**WORK INSTRUCTION**
With the line containing "Target: white sock" as the first and the final line of the entries as the last, repeat exactly the lines in that span, including both.

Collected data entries
---
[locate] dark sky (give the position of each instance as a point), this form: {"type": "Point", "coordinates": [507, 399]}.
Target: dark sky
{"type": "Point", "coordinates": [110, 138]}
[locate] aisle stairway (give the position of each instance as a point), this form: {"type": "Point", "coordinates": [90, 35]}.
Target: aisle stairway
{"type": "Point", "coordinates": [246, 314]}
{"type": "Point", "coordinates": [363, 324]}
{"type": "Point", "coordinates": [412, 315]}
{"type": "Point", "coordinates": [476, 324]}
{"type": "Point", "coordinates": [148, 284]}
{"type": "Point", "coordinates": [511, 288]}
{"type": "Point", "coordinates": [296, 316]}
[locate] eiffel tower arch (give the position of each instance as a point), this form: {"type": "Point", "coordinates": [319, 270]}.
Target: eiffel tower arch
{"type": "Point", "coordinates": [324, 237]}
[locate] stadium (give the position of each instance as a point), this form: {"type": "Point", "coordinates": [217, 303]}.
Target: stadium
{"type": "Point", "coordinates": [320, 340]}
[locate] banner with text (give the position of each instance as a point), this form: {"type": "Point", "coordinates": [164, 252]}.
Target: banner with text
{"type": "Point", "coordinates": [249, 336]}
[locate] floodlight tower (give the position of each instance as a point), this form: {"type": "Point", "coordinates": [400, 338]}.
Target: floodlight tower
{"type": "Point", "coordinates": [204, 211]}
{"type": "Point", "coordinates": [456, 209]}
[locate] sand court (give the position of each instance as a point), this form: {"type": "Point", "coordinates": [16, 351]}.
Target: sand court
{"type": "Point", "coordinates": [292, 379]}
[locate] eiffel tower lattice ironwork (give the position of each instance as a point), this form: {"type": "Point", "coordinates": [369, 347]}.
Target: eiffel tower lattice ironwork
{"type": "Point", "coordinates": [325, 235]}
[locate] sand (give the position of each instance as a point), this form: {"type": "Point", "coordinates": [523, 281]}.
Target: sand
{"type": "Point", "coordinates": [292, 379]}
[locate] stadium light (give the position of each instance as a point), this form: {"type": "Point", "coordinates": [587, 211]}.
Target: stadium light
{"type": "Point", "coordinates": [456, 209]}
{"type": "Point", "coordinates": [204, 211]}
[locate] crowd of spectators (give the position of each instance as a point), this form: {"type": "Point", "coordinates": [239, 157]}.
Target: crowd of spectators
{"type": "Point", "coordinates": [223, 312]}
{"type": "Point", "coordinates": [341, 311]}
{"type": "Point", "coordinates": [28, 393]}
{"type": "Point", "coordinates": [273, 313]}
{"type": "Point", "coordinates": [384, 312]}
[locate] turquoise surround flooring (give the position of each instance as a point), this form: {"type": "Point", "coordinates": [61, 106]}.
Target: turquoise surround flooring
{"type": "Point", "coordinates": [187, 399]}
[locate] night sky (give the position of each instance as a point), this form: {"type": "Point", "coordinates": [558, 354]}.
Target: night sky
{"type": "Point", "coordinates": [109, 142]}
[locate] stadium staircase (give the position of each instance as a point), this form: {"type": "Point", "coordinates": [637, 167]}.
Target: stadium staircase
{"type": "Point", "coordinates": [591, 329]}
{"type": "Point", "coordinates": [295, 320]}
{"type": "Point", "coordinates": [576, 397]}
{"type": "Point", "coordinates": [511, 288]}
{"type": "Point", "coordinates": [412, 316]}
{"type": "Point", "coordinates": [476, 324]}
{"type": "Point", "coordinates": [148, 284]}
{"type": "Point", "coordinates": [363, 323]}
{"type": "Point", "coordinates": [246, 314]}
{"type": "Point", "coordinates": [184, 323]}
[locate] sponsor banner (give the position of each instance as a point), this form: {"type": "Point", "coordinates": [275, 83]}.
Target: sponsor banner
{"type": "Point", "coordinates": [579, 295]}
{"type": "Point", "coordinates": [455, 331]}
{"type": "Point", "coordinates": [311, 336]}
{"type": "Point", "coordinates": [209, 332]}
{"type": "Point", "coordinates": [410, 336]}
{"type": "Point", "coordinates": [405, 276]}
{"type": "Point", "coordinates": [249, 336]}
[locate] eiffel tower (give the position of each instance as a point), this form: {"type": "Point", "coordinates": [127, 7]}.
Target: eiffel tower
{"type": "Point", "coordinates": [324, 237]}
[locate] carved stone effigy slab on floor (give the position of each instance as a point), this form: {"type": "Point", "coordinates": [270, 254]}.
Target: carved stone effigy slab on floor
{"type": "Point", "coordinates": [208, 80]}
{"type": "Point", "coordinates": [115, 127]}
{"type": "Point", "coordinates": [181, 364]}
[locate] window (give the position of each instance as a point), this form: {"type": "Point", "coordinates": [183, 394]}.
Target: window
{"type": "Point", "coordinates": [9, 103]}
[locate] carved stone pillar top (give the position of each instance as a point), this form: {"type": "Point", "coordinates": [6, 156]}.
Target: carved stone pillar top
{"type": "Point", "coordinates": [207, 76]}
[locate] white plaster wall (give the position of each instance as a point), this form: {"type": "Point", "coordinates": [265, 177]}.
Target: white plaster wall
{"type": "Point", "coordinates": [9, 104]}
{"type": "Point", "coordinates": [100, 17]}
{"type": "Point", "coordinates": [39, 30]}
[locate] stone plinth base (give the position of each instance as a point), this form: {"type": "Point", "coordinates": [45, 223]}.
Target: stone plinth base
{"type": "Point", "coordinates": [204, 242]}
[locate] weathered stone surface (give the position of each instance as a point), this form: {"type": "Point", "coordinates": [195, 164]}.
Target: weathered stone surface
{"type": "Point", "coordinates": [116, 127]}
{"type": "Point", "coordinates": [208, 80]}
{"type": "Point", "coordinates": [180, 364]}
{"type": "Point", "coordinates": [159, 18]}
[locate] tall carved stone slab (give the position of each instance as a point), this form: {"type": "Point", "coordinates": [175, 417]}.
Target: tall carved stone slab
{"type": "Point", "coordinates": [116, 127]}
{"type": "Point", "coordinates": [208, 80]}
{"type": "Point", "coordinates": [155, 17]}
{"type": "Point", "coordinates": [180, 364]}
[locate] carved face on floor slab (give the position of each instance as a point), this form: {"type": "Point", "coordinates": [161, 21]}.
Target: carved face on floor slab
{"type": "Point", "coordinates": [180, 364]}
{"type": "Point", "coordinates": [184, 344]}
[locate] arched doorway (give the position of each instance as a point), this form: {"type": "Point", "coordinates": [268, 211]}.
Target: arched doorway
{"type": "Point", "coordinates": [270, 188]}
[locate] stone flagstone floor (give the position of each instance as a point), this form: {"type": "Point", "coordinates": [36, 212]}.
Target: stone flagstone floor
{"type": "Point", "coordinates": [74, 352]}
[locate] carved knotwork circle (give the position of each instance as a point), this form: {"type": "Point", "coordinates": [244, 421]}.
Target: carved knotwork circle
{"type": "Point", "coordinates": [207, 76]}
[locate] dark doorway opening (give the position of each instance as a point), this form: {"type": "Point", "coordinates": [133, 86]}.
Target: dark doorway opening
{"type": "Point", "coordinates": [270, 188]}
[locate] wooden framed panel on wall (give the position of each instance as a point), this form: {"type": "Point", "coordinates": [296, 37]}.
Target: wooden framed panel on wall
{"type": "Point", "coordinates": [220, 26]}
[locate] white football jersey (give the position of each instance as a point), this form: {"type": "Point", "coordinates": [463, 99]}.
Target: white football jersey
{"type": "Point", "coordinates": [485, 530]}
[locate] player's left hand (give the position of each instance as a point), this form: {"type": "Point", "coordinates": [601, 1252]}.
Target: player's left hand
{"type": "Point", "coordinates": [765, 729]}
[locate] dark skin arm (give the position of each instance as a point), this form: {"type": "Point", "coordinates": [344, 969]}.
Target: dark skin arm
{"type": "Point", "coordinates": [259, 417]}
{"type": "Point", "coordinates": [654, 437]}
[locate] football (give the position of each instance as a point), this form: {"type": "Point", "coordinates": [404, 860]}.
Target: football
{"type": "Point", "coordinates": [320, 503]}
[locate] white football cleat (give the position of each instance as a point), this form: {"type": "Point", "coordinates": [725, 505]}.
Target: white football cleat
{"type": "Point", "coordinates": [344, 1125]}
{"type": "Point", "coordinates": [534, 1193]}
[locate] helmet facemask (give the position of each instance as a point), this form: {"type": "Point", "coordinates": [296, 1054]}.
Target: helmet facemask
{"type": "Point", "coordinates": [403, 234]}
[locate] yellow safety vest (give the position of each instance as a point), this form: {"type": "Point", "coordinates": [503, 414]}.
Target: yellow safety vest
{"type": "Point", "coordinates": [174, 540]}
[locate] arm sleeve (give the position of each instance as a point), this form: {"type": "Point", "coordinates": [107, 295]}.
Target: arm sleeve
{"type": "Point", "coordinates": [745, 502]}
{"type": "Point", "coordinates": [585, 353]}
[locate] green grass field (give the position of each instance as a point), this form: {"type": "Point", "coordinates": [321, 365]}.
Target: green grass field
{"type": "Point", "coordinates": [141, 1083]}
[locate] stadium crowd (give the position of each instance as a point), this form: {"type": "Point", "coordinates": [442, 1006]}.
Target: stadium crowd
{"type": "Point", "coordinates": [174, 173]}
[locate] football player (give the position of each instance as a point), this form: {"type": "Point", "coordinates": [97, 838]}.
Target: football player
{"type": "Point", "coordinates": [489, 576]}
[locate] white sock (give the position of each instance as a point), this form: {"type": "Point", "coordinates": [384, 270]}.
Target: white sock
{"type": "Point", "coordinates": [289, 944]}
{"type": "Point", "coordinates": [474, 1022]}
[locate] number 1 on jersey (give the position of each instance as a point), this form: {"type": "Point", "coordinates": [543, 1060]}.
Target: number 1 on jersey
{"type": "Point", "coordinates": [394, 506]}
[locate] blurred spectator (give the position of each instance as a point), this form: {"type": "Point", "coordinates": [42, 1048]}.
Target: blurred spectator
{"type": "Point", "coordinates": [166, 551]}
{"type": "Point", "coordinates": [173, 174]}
---
**ANSWER TO THIS TASK**
Target: white sock
{"type": "Point", "coordinates": [289, 944]}
{"type": "Point", "coordinates": [474, 1022]}
[locate] number 1 on jersey (give the position of each instance as a point), this form: {"type": "Point", "coordinates": [543, 1060]}.
Target: number 1 on jersey
{"type": "Point", "coordinates": [394, 506]}
[locate] blurred spectator (give the position of each instance as a point), this form: {"type": "Point", "coordinates": [42, 1048]}.
Target: blurred spectator
{"type": "Point", "coordinates": [166, 551]}
{"type": "Point", "coordinates": [173, 174]}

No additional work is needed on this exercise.